[Begin Data entries]

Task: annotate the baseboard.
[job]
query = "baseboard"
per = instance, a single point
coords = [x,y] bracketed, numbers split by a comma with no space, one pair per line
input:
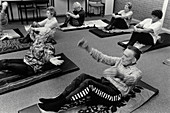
[163,29]
[166,30]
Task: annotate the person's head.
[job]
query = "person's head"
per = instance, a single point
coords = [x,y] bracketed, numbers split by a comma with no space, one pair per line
[51,12]
[3,7]
[156,15]
[128,6]
[130,55]
[77,6]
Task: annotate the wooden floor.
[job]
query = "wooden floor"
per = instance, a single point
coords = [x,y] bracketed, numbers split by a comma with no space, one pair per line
[154,72]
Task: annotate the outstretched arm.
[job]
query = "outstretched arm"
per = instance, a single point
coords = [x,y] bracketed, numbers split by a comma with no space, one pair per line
[97,55]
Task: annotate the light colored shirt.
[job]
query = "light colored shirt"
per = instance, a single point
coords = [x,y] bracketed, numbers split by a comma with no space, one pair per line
[117,73]
[128,16]
[49,23]
[39,54]
[156,27]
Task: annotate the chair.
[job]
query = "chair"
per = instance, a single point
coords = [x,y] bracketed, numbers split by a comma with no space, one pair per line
[41,4]
[26,6]
[97,5]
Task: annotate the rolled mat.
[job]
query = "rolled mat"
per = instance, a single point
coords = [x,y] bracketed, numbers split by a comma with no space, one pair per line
[13,45]
[139,96]
[10,81]
[166,42]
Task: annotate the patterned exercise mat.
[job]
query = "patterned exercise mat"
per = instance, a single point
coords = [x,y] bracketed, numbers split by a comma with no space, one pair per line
[140,95]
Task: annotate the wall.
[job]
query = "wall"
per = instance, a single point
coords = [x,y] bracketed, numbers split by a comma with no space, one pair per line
[141,8]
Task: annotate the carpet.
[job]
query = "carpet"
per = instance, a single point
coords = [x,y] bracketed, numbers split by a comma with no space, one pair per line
[10,81]
[167,62]
[86,25]
[102,33]
[139,96]
[166,42]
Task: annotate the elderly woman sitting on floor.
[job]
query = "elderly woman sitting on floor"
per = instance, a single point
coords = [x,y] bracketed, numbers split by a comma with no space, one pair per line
[147,31]
[117,82]
[121,19]
[47,26]
[37,56]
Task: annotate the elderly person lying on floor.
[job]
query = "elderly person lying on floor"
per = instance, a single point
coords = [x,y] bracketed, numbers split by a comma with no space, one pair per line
[75,18]
[117,82]
[3,16]
[38,55]
[147,31]
[121,19]
[48,25]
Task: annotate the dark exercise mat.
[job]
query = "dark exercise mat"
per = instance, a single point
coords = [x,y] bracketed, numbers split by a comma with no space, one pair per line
[166,42]
[140,95]
[13,45]
[103,34]
[10,81]
[100,33]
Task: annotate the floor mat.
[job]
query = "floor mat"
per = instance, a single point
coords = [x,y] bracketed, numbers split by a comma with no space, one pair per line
[102,33]
[10,81]
[12,45]
[141,94]
[86,25]
[166,42]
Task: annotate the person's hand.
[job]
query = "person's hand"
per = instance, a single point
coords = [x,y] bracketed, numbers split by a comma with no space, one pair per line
[113,15]
[84,45]
[56,61]
[34,24]
[129,80]
[68,13]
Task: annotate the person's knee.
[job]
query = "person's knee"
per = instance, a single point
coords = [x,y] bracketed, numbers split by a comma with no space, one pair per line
[83,75]
[88,82]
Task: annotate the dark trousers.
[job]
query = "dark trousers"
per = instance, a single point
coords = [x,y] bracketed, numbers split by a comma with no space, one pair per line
[17,66]
[118,23]
[143,38]
[85,85]
[72,21]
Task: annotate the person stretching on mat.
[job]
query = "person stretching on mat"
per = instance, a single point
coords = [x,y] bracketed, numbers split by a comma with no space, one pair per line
[37,56]
[122,19]
[117,82]
[146,32]
[48,25]
[75,18]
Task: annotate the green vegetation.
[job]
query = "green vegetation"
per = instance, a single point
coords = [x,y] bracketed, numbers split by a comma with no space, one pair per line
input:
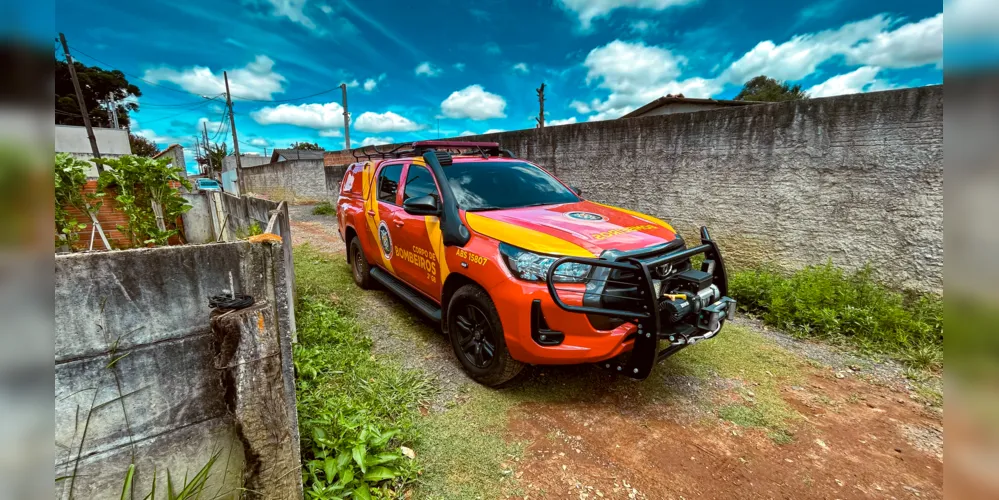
[324,208]
[828,303]
[356,413]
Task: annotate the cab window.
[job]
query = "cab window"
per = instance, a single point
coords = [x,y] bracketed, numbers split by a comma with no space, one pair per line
[388,183]
[419,182]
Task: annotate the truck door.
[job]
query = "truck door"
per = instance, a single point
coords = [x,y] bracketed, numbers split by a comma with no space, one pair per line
[418,262]
[382,213]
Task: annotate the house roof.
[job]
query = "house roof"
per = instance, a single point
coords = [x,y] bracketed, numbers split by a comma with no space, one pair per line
[296,154]
[680,99]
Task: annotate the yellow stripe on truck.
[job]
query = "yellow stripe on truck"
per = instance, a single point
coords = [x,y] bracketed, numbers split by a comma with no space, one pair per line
[640,216]
[522,237]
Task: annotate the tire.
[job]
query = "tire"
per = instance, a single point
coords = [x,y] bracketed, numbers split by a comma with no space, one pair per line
[359,266]
[474,328]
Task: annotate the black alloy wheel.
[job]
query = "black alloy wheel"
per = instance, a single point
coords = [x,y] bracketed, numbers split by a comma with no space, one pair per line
[476,338]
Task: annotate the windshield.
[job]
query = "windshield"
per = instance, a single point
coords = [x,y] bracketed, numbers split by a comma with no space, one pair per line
[496,185]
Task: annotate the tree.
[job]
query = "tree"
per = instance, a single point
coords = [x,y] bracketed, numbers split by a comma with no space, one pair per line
[306,146]
[766,89]
[212,158]
[142,146]
[98,86]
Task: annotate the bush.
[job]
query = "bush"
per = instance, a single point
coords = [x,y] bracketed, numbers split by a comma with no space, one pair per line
[356,413]
[324,208]
[824,301]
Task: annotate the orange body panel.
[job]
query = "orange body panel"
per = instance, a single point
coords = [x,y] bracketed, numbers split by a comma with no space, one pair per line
[411,248]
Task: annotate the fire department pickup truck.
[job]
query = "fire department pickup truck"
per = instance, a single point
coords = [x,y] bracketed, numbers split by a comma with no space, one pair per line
[518,268]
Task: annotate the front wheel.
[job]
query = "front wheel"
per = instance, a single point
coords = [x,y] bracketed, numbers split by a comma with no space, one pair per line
[476,336]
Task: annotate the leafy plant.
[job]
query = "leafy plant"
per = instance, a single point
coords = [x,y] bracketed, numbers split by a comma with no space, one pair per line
[824,301]
[70,180]
[356,413]
[324,208]
[140,183]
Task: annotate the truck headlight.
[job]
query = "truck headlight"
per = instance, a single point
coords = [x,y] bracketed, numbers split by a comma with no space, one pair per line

[End Data entries]

What to do =>
Please convert all of the records above into a numbered list of their lines, leaving out blank lines and the pictures.

Exercise output =>
1. Task: annotate the baseboard.
2. [job]
3. query = "baseboard"
4. per = instance, a single point
5. coords = [x,y] bracketed, numbers split by a comma with no space, one pair per line
6. input:
7. [163,29]
8. [166,30]
9. Task: annotate the person's head.
10. [job]
11. query = "person's head"
12. per = instance, a single point
13. coords = [x,y] bracketed, numbers split by a comma with no space, one pair per line
14. [51,12]
15. [3,7]
16. [156,15]
17. [128,6]
18. [130,55]
19. [77,6]
20. Task: annotate the wooden floor.
21. [job]
22. query = "wooden floor"
23. per = instance, a single point
24. coords = [x,y] bracketed, numbers split by a comma with no space, one pair per line
25. [154,72]
26. Task: annotate the outstretched arm.
27. [job]
28. query = "outstretched arm"
29. per = instance, a single point
30. coords = [x,y] bracketed, numbers split by a comma with no space, one pair per line
31. [97,55]
32. Task: annotate the light colored shirt.
33. [job]
34. query = "light colored shirt"
35. per = instance, a single point
36. coords = [x,y] bracketed, numbers split by a comma with no space, one pair per line
37. [117,73]
38. [128,16]
39. [49,23]
40. [39,54]
41. [156,27]
42. Task: annotate the chair.
43. [job]
44. query = "chair"
45. per = instance, a single point
46. coords = [x,y] bracketed, numbers split by a comma with no space, one pair per line
47. [41,4]
48. [26,6]
49. [97,5]
50. Task: annotate the rolled mat.
51. [job]
52. query = "rolled mat"
53. per = instance, a single point
54. coords = [x,y] bracketed, numbers split by a comma with no space, one pair per line
55. [13,45]
56. [139,96]
57. [10,81]
58. [166,42]
59. Task: annotate the patterned exercise mat.
60. [job]
61. query = "patterned exercise mat"
62. per = instance, a single point
63. coords = [x,y] bracketed, numbers split by a comma with no space, one pair per line
64. [140,95]
65. Task: annotate the wall.
66. [job]
67. query = "wall"
68. per = instance, a single point
69. coords = [x,y] bracketed, numbers split by a comma with no space, one pair per line
70. [141,8]
71. Task: annotate the carpet.
72. [job]
73. query = "carpet"
74. per = instance, a single point
75. coords = [x,y] bracketed, numbers split by a comma with no space, one pair per line
76. [10,81]
77. [167,62]
78. [86,25]
79. [102,33]
80. [139,96]
81. [166,42]
82. Task: annotate the elderly woman sitting on floor.
83. [job]
84. query = "elderly woman sitting on floor"
85. per = instance, a single point
86. coords = [x,y] bracketed, numbers split by a comma with no space, one pair per line
87. [147,31]
88. [117,82]
89. [121,19]
90. [47,26]
91. [37,56]
92. Task: annotate the elderly person lying on floor.
93. [job]
94. query = "elderly person lying on floor"
95. per = instance, a single point
96. coords = [x,y] bracketed, numbers split by a comma with no space, one pair per line
97. [75,18]
98. [117,82]
99. [3,16]
100. [38,55]
101. [147,31]
102. [121,19]
103. [48,25]
104. Task: annotate the dark exercise mat.
105. [job]
106. query = "dark exercise mat"
107. per = instance, a single point
108. coords = [x,y] bracketed, numbers split by a comma with no space, one pair per line
109. [166,42]
110. [140,95]
111. [13,45]
112. [103,34]
113. [10,81]
114. [100,33]
115. Task: annotate the floor mat.
116. [job]
117. query = "floor mat"
118. per = instance, a single point
119. coords = [x,y] bracketed, numbers split by a comma with no space, one pair per line
120. [102,33]
121. [10,81]
122. [12,45]
123. [141,94]
124. [86,25]
125. [166,42]
126. Task: annotate the person's hand.
127. [job]
128. query = "person's hand"
129. per = instance, a single point
130. coords = [x,y] bracketed, numbers split by a comma with no space, one pair per line
131. [113,15]
132. [84,45]
133. [56,61]
134. [34,24]
135. [129,80]
136. [68,13]
137. Task: annotate the person's knee.
138. [job]
139. query = "person's knee"
140. per = instance, a single point
141. coords = [x,y] bracketed, numbers split by a comma with no space, one pair per line
142. [83,75]
143. [88,82]
144. Task: annotate the dark trousers.
145. [job]
146. query = "dark trousers"
147. per = instance, a single point
148. coords = [x,y] bracketed, numbers split by a comma with no space, one pair per line
149. [17,66]
150. [118,23]
151. [143,38]
152. [85,85]
153. [72,21]
154. Task: annotate the person stretching on mat.
155. [job]
156. query = "person stretching on mat"
157. per = instance, a single point
158. coords = [x,y] bracketed, numbers split by a comma with no space, one pair per line
159. [37,56]
160. [122,19]
161. [117,82]
162. [146,32]
163. [48,25]
164. [75,18]
165. Task: annotate the green vegetation.
166. [job]
167. query = "green vegetation"
168. per = instance, a single point
169. coords = [x,y] bracketed, numbers split by a comma with no space, one pair per line
170. input:
171. [324,208]
172. [828,303]
173. [356,413]
174. Task: annotate the cab window.
175. [job]
176. query = "cab window"
177. per = instance, a single point
178. coords = [x,y] bracketed, numbers split by a comma with no space, one pair per line
179. [388,183]
180. [419,182]
181. Task: annotate the truck door.
182. [job]
183. query = "truck door"
184. per = instance, a single point
185. coords = [x,y] bracketed, numbers split by a comma with no space, one pair per line
186. [418,262]
187. [382,213]
188. Task: annotate the house roof.
189. [job]
190. query = "house roof"
191. per = instance, a single point
192. coords = [x,y] bracketed, numbers split by a comma with no space, one pair per line
193. [296,154]
194. [680,99]
195. Task: annotate the yellow stripe on truck.
196. [job]
197. query = "yellow stripe on truck"
198. per = instance, a single point
199. coords = [x,y] bracketed, numbers split by a comma with no space, one pair per line
200. [640,216]
201. [522,237]
202. Task: annotate the tire.
203. [job]
204. query = "tire"
205. per = instance, a single point
206. coords = [x,y] bracketed, numbers split by a comma with no space, one pair per line
207. [359,266]
208. [474,328]
209. Task: annotate the black alloy wheel.
210. [job]
211. query = "black alloy wheel"
212. per = instance, a single point
213. coords = [x,y] bracketed, numbers split by a comma with no space, one pair per line
214. [476,338]
215. Task: annotate the windshield.
216. [job]
217. query = "windshield"
218. per = instance, a single point
219. coords = [x,y] bracketed, numbers split by a comma with no space, one pair per line
220. [496,185]
221. Task: annotate the tree.
222. [job]
223. query = "tree"
224. per = instance, a single point
225. coords = [x,y] bracketed, numbers split by a comma with no space, one pair per line
226. [306,146]
227. [766,89]
228. [212,158]
229. [142,146]
230. [98,86]
231. Task: annotate the bush.
232. [job]
233. query = "bush"
234. per = instance, a single point
235. coords = [x,y] bracketed, numbers split by a comma with no space, one pair per line
236. [356,413]
237. [324,208]
238. [824,301]
239. Task: annotate the orange body panel.
240. [job]
241. query = "orange body panel"
242. per = instance, a single point
243. coords = [x,y] bracketed, numbers split by a comma with no space, one pair per line
244. [411,248]
245. Task: annotate the fire department pickup truck.
246. [job]
247. query = "fire department pickup truck"
248. per = instance, a single point
249. coords = [x,y] bracketed, numbers split by a comma with no space, one pair per line
250. [518,268]
251. Task: annotate the front wheel.
252. [job]
253. query = "front wheel"
254. per = instance, a single point
255. coords = [x,y] bracketed, numbers split by a comma with no space, one pair per line
256. [476,336]
257. Task: annotate the leafy plant.
258. [job]
259. query = "leafy plant"
260. per = instance, a single point
261. coords = [x,y] bracketed, numbers split by a comma with no space, one pair per line
262. [824,301]
263. [70,180]
264. [356,413]
265. [324,208]
266. [140,183]
267. Task: annotate the truck headlight.
268. [job]
269. query = "truck headlight"
270. per = instance, a single point
271. coords = [x,y] bracketed, numbers split by a comma with no space, one pair per line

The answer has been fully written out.